Exercise instructions —
Nothing but the lines from the one containing "the open pizza" to the end of the data should be returned, each exactly as written.

(Object pointing dataset rows)
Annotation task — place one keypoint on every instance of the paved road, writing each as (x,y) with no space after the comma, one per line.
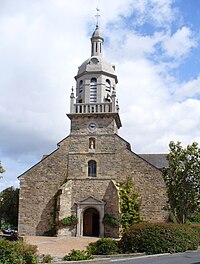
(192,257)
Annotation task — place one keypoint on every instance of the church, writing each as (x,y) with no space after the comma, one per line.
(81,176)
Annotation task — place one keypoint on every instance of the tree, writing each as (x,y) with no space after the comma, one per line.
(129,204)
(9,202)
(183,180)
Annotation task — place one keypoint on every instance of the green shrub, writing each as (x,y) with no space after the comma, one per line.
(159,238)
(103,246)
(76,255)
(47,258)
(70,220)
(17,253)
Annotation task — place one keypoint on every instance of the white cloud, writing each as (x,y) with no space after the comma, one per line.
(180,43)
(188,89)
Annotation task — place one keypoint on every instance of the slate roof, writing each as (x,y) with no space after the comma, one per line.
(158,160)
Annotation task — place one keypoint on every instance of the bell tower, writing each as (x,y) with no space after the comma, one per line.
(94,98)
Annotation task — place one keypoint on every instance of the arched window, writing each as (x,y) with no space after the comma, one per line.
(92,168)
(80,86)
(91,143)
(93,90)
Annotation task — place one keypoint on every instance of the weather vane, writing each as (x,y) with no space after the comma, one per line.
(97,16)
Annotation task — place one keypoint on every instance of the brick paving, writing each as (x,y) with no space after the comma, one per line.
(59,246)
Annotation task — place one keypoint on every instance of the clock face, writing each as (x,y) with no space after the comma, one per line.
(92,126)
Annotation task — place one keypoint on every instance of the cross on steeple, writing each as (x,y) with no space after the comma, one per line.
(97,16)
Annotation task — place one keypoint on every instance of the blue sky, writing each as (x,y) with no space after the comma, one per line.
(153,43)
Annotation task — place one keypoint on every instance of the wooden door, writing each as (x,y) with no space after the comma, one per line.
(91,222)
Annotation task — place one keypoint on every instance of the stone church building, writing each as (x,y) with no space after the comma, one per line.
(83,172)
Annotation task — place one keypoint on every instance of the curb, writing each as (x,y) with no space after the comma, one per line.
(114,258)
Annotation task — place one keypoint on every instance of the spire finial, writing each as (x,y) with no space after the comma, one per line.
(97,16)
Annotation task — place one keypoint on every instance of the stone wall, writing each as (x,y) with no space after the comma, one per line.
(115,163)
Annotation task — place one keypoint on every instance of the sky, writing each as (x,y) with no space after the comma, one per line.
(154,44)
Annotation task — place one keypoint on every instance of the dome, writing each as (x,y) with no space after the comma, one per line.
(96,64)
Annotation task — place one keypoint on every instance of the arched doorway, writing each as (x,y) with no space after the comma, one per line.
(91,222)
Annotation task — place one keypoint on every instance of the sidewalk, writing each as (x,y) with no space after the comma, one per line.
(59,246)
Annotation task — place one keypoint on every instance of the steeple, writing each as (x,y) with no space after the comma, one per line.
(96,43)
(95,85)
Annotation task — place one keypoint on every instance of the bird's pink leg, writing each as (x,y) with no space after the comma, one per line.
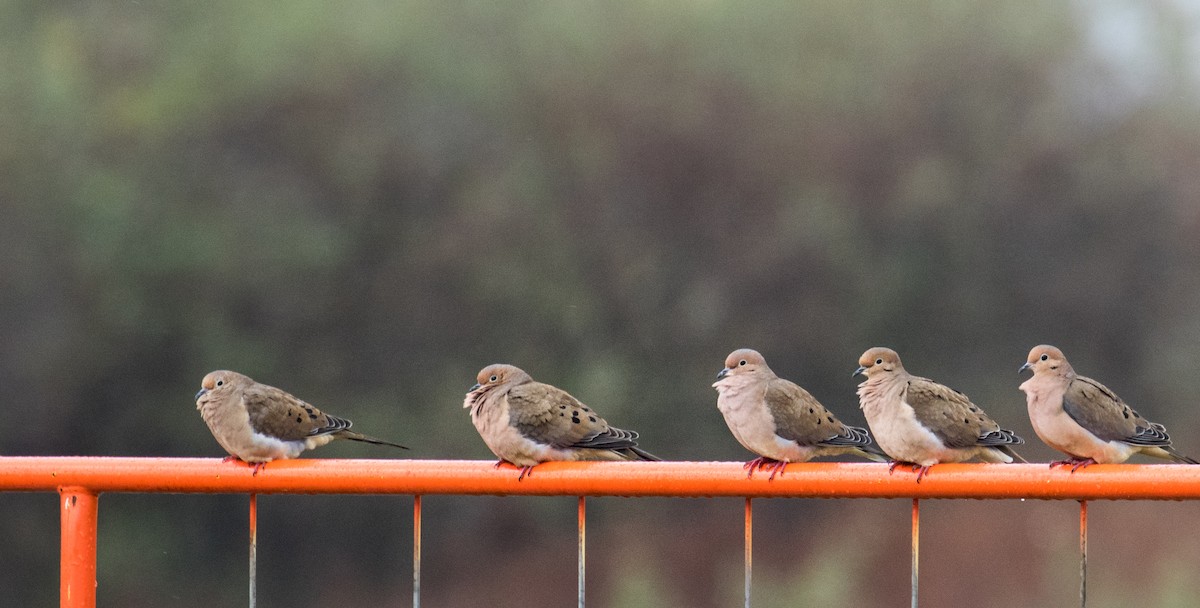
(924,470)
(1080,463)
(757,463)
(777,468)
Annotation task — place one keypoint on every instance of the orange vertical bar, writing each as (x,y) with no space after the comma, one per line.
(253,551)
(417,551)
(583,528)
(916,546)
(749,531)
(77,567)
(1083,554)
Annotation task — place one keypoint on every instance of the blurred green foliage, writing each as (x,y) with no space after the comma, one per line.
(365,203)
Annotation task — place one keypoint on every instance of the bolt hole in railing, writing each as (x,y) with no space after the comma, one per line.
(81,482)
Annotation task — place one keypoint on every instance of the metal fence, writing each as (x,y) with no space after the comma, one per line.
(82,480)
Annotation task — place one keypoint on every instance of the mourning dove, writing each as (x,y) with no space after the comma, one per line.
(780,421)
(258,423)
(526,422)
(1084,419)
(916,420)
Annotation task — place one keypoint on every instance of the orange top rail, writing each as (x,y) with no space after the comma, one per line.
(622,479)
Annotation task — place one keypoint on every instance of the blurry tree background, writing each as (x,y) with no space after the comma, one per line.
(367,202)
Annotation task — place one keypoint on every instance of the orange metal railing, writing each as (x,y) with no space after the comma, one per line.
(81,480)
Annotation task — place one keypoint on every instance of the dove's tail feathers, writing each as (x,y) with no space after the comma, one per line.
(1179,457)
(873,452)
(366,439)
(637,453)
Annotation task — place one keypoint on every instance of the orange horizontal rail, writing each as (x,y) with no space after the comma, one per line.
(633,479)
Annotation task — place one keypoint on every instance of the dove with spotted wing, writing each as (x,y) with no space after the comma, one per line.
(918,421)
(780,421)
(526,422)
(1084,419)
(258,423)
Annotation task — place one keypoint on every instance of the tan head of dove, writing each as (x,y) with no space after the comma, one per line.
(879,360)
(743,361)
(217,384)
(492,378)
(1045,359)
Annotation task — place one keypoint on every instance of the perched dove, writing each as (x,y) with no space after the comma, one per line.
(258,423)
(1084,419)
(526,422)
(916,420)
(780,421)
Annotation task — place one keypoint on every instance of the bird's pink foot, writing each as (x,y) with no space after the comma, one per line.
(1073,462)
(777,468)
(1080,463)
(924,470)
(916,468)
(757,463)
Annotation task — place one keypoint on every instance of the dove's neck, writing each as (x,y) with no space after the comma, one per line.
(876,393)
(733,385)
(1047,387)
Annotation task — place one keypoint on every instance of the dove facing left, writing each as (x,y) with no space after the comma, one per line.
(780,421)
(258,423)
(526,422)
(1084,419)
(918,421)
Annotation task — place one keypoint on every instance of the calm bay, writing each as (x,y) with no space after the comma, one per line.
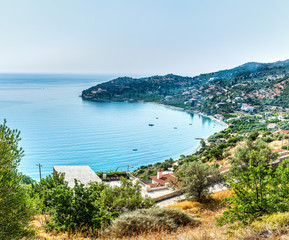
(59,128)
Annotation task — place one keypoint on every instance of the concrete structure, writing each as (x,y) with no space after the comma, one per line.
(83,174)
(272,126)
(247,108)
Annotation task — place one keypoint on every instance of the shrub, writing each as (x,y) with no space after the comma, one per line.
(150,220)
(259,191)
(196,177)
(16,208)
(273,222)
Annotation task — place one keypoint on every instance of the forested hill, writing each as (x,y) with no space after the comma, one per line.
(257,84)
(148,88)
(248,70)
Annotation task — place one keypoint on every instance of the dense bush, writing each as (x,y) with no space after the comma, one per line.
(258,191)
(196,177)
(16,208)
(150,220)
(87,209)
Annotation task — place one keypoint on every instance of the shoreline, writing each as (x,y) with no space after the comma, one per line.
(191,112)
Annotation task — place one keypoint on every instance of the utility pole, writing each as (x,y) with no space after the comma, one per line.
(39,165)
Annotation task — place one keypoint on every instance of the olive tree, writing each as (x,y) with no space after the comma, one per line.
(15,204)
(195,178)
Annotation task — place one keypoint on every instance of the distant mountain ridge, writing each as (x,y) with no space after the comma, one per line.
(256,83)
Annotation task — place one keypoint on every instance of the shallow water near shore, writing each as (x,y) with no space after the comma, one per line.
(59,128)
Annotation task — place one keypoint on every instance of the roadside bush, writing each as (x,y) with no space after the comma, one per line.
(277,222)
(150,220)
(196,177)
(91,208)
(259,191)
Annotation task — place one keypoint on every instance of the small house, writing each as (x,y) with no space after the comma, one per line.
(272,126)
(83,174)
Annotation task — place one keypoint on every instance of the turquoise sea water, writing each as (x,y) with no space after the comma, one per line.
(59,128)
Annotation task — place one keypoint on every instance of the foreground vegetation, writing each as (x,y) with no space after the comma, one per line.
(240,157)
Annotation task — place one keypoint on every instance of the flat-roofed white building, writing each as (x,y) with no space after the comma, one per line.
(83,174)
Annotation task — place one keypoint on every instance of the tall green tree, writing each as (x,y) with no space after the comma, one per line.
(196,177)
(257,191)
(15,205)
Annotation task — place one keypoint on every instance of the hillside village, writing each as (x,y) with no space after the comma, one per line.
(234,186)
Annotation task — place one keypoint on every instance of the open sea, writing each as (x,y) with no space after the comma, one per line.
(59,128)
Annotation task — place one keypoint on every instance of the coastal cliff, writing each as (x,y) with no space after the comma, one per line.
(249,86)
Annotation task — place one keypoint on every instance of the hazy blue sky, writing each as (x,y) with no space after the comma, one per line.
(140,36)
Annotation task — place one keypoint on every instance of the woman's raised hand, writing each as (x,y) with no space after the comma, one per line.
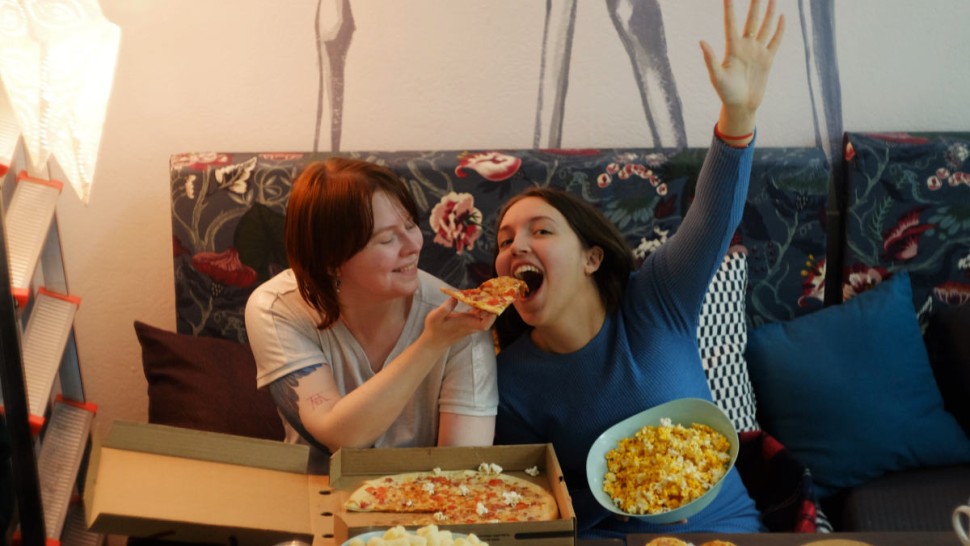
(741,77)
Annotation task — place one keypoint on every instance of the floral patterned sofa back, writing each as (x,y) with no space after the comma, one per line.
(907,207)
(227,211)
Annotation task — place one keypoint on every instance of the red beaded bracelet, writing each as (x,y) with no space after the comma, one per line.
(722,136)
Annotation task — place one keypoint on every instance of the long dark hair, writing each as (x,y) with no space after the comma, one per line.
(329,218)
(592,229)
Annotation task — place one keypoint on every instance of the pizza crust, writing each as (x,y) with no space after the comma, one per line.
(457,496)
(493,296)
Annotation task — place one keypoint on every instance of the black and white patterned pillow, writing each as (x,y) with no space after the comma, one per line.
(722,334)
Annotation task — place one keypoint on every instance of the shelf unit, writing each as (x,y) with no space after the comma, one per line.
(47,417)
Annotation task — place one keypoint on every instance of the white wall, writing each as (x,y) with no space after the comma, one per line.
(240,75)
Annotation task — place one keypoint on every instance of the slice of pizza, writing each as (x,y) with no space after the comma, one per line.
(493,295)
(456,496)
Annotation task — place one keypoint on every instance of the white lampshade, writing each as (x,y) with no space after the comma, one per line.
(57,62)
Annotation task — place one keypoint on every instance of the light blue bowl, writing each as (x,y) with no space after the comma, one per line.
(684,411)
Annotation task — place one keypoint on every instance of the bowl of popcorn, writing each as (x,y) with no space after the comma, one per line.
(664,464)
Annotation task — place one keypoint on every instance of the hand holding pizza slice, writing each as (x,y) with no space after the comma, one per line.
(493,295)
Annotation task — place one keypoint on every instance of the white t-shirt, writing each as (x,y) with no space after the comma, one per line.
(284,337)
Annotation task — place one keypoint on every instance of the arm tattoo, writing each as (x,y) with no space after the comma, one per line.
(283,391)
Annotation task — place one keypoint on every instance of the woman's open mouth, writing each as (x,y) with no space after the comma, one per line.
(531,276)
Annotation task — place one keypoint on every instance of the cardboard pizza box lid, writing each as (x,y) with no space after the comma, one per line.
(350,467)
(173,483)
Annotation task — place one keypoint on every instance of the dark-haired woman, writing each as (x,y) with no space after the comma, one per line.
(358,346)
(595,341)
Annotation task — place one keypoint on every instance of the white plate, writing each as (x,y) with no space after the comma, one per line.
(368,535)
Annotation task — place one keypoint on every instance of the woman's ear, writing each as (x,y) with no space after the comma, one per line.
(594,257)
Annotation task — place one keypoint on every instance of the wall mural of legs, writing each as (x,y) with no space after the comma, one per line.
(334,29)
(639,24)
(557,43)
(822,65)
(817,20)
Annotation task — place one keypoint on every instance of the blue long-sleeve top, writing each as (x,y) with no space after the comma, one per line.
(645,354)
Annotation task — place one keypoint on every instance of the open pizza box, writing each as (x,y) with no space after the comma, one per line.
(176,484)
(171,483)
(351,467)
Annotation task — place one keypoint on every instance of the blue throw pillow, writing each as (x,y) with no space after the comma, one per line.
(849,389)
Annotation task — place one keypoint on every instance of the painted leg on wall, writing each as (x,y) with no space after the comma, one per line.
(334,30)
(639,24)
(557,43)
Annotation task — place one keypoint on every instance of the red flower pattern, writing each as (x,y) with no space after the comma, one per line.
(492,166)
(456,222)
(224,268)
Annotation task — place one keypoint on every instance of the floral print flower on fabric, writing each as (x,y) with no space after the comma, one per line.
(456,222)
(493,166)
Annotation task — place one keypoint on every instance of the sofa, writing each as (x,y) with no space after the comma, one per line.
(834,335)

Written response —
Annotation task — place one keypoint on every instance of the open pizza box, writing each as (x,y) with no space after the comma, one per line.
(176,484)
(171,483)
(351,467)
Annotation task — place one keypoint on every instance of the blue throw pillow, writing each as (x,y) with no space after the comma, one per line.
(849,389)
Annotation task — place one keypoint on every instance of the painted leg on wall, writing each as (x,y) with no space after the comma, one per line.
(334,30)
(639,24)
(557,43)
Annotation task — place one keypoint on every instance of the red flower pattern, writing each as (x,y) with no space after the comma, one per line.
(492,166)
(456,222)
(224,268)
Annotation task — place one keypoint on every instance of the floral print flower on fabric, writing each as (x,y) with no space after the comma, one per line.
(456,222)
(493,166)
Annotation task — place one keypoint on every instance of the sofa, writing each as (x,y) with no space after the comma, one per line.
(834,335)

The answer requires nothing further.